PAGE TEXT:
I have had other dreams but thankfully I am forgetting them when I wake.

 

 

Well folks, I have to admit that I’ve been having a lousy attitude lately. It’s time for an attitude adjustment. Who’s with me?

The best way to give yourself an attitude adjustment is to arrange for time off. I won’t be able to get any vacation until after October so a weekend will have to do. The next thing is arrange for a good cleaning of your home. This will increase your attitude by at least 25%. After that, hit the road or the lake. Camping sounds nice. I’d love to just spend the night in the fresh air. I would love to get a week of it but one night or two is better than nothing. This should bring your attitude up another 25%. If you can get out on the lake, go for it. If not, maybe a swim and some hiking out in nature will bring the attitude up another 25%.

I’ve been working and am in school online for the next couple of years. I don’t want to fall in to a pit so I’m planning something pretty quick. I need nature and I need it now. I’m having picnic, campfire, smores, stars and great conversation withdrawals.

ACTIVITY LIST:
(a) In the attitude-adjustment post, how much does a good cleaning of your home raise your attitude?
(b) Copy the attitude-adjustment post between "Well folks, I" and "the attitude up another 25%.", inclusive.
(c) Proceed with the attitude-adjustment post from its final sentence.
The entries have no connection to the attitude-adjustment post.

DATA RECORDS:

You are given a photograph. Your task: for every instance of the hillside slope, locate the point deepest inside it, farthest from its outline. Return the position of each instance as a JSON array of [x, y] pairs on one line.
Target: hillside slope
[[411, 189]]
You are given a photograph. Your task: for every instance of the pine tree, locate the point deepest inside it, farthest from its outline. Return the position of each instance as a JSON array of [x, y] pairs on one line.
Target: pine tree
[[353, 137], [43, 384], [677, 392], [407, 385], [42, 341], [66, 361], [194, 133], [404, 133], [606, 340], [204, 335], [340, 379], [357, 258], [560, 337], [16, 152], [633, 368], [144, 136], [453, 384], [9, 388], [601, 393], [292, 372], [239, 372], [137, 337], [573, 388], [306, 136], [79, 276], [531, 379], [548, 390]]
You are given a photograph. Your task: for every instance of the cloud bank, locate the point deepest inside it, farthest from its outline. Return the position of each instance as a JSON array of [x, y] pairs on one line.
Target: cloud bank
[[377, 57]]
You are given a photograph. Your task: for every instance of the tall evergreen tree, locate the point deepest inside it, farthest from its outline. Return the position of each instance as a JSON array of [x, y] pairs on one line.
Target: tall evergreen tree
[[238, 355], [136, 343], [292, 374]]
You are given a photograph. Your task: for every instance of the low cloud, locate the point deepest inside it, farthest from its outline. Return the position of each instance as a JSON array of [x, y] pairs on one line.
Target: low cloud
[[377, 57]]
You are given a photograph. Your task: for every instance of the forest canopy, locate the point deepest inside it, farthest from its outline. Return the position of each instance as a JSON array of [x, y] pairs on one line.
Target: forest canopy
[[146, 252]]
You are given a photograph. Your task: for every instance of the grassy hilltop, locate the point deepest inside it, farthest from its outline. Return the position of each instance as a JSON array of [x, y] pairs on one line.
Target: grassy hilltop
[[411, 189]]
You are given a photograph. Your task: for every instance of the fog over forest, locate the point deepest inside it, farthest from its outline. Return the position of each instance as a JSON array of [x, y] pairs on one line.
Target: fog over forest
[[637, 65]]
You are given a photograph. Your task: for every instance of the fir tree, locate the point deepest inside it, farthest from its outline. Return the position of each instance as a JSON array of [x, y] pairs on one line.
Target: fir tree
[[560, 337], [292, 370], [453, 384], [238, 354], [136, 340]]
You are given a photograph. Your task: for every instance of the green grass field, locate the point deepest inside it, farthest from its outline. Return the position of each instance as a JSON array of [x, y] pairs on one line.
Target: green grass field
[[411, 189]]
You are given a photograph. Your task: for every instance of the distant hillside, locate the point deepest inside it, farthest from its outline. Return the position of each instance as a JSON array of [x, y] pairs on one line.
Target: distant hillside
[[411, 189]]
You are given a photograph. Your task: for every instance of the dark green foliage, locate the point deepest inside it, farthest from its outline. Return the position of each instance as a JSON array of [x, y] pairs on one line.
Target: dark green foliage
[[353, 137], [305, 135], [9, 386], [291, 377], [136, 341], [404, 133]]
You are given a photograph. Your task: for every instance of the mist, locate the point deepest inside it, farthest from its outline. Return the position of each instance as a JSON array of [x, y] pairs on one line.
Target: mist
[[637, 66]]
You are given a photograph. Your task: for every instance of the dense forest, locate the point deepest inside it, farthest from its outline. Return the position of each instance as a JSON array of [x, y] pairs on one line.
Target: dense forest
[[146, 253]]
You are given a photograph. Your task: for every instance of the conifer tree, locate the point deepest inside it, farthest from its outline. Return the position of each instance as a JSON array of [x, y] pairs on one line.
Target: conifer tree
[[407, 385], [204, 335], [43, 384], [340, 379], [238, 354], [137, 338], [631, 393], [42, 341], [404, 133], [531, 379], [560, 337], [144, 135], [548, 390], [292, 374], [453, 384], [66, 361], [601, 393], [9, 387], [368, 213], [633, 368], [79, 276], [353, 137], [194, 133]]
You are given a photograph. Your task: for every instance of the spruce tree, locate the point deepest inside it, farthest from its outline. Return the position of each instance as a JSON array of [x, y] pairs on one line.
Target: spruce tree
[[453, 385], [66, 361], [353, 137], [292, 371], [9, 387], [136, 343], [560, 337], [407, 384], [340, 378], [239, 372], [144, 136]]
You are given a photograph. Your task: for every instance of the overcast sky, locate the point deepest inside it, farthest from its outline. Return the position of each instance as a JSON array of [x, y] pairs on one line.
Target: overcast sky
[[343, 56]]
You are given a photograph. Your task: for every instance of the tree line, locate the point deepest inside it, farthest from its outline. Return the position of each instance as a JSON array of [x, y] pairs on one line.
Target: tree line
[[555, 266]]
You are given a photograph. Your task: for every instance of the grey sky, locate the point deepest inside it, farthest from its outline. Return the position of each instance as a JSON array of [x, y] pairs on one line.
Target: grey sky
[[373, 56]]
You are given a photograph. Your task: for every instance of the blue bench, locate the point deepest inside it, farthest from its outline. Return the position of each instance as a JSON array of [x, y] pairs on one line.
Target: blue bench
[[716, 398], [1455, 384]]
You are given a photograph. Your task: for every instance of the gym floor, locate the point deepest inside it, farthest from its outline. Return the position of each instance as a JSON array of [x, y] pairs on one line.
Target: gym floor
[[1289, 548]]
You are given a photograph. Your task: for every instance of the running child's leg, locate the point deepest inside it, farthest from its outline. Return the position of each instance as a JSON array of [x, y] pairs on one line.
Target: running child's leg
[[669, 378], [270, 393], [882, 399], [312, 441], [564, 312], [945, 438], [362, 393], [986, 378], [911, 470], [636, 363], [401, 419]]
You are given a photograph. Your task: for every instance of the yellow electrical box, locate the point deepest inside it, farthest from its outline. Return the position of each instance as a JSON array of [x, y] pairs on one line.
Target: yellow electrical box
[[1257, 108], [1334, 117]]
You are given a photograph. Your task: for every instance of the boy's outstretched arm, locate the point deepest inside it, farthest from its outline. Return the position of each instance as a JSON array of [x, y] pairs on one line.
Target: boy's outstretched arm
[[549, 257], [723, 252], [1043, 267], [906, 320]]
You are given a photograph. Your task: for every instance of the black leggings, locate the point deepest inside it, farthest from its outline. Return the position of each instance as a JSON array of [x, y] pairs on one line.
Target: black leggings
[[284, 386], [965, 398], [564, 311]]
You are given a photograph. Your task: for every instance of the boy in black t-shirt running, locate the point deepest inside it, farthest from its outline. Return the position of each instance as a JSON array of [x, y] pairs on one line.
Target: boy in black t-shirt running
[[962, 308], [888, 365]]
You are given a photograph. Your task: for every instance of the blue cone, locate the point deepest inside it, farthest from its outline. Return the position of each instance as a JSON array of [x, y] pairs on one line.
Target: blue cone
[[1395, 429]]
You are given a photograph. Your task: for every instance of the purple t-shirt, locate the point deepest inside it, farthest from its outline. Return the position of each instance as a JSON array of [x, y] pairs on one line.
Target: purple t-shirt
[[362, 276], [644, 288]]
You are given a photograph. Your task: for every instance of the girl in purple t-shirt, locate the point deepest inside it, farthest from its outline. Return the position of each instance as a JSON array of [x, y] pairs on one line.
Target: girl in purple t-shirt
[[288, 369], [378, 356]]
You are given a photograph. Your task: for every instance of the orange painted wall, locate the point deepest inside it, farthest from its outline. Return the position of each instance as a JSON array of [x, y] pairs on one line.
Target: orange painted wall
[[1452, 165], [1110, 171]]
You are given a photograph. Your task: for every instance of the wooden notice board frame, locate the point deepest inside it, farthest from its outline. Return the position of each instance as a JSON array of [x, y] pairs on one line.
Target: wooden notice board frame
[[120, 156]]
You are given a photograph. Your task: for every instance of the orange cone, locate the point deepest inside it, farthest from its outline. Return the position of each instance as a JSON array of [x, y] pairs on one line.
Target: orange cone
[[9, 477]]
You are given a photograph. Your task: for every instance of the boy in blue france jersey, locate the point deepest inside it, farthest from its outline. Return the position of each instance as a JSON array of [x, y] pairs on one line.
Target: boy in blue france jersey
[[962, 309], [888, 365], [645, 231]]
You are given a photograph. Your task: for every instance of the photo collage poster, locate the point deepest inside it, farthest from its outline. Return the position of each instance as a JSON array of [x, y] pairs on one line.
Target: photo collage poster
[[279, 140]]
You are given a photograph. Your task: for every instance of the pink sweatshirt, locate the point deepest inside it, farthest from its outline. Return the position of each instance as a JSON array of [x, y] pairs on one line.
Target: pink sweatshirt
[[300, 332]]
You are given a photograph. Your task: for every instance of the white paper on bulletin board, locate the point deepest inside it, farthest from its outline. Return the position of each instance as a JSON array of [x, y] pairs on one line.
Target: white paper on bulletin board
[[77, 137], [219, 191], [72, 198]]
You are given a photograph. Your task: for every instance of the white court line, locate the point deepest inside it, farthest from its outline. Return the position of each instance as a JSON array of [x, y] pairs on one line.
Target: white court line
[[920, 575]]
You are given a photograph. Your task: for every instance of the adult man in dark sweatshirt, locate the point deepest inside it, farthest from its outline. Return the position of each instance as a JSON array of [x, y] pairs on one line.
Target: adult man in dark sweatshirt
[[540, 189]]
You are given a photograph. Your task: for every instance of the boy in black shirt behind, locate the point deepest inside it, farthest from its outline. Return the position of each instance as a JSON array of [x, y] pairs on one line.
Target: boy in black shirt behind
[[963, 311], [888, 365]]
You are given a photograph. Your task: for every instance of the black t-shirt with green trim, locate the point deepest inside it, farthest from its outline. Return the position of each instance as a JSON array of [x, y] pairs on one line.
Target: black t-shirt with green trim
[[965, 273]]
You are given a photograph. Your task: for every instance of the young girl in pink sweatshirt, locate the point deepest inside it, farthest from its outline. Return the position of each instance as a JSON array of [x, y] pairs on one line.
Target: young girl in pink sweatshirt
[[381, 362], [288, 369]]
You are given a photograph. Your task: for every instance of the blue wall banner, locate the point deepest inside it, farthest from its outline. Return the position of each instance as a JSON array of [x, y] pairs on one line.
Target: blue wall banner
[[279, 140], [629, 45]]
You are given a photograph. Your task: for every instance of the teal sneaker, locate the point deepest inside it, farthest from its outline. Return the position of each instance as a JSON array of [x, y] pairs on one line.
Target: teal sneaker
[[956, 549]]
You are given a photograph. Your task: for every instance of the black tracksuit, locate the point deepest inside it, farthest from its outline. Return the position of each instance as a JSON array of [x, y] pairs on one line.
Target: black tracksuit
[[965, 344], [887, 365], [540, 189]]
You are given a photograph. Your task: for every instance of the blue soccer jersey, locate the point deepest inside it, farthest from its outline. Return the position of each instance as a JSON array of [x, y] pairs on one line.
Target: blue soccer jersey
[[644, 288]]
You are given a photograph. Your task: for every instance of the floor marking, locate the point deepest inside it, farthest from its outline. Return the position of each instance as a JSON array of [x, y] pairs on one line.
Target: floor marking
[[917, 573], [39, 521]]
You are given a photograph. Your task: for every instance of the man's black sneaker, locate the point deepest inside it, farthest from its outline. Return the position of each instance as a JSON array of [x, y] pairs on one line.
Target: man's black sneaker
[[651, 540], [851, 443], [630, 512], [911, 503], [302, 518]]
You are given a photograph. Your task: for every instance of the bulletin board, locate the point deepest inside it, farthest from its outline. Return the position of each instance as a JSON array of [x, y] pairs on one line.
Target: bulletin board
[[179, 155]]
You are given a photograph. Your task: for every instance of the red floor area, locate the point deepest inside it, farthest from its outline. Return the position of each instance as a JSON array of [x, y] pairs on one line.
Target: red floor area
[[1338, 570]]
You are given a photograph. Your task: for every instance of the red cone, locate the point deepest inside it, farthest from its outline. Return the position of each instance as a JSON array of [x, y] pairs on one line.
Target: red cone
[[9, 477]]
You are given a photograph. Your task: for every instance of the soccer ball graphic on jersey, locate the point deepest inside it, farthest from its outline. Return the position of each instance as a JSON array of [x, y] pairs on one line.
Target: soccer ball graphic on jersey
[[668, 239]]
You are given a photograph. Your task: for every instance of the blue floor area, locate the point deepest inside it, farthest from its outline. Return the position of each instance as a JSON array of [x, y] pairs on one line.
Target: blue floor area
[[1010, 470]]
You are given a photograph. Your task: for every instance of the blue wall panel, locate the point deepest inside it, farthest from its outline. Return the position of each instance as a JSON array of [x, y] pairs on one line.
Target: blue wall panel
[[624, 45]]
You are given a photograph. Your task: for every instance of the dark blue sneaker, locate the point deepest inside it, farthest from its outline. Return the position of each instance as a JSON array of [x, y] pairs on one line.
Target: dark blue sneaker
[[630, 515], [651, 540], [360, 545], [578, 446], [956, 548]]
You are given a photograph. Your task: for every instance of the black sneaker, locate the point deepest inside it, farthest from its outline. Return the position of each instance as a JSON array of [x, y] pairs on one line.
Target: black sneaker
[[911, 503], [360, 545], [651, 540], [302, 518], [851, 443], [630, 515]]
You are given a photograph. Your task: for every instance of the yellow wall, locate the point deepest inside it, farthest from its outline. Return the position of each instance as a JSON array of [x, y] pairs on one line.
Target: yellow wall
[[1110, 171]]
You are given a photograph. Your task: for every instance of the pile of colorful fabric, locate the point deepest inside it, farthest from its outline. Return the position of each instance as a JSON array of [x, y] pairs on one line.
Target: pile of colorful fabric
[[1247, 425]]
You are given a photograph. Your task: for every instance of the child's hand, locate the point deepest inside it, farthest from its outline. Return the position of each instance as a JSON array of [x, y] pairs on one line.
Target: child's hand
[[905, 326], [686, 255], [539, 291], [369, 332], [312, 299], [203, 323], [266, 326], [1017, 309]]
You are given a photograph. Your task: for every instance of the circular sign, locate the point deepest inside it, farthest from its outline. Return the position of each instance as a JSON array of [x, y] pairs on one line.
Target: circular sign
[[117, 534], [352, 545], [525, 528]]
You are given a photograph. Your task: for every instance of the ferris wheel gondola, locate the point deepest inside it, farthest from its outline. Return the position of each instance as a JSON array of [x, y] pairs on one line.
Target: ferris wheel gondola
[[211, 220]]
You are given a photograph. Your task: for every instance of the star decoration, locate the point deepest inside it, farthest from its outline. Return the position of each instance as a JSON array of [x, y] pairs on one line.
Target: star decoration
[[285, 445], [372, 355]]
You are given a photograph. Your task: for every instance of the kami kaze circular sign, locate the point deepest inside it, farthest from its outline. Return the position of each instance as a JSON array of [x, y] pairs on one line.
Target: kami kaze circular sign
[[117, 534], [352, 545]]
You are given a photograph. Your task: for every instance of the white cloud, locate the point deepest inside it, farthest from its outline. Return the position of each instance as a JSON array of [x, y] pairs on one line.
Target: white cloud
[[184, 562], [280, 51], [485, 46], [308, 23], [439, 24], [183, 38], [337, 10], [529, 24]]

RESPONSES FOR EACH TASK:
(a) At least 25%.

(b)
Well folks, I have to admit that I’ve been having a lousy attitude lately. It’s time for an attitude adjustment. Who’s with me?

The best way to give yourself an attitude adjustment is to arrange for time off. I won’t be able to get any vacation until after October so a weekend will have to do. The next thing is arrange for a good cleaning of your home. This will increase your attitude by at least 25%. After that, hit the road or the lake. Camping sounds nice. I’d love to just spend the night in the fresh air. I would love to get a week of it but one night or two is better than nothing. This should bring your attitude up another 25%. If you can get out on the lake, go for it. If not, maybe a swim and some hiking out in nature will bring the attitude up another 25%.

(c)
Who else wants an attitude adjustment?

I have something I want to share with whoever is willing to read this. We are people. We all feel love. When someone hugs us, it feels good. We all feel the same emotions. When someone hurts us, we feel sadness. Often we become angry. When we hear something funny, we laugh. When we are fond of someone, we get butterflies in our stomach. What a sweet feeling.

We love getting together with the people we love. We all love good food. We may all not like the same food, but we all love what is good to us. How many people from different backgrounds and with different beliefs love the taste of fresh coffee in the morning? How many of us with different skin tones would love to spend a week in the mountains or on the beach? How many of us enjoy a good dinner and a movie? We love the feeling of having an arm around us or even our hand held.

How many of us, from different backgrounds and cultures love our children, and want what is best for them? We want them to make the right choices. We want them to get a good education. We want our children to fall in love and have their own families. We want our children to find joy. Many of us want our children to fulfill the purpose that God set forth for them. How many of us, from different cultures and backgrounds remember the stories our grandparents told us about when they were young? Does anyone remember the one about how they walked many miles in the snow and barefoot to get to school?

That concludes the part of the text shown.